• _WHAT TO WORK ON_: Pick out every line in the records below that contains the string "stabilizer", and copy each such line.

— Start of INPUT FOR THIS TASK —

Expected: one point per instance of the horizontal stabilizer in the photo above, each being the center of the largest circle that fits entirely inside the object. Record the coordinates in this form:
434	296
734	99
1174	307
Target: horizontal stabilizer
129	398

— End of INPUT FOR THIS TASK —
— Start of INPUT FOR THIS TASK —

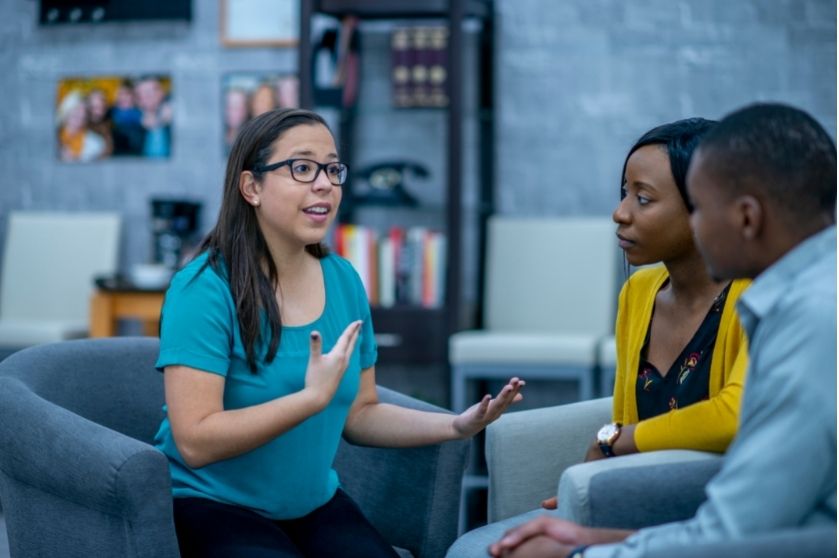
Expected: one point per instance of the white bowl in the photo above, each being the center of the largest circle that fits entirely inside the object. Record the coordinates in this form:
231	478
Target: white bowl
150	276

— End of INPUT FOR THIS TASK —

• _TASK ANSWER_:
Expected: one point per instance of the horizontal stabilizer in the photo above, each being the center of the largest circle that fits entirely inside the object. Record the coordinates in this form:
Target: horizontal stabilizer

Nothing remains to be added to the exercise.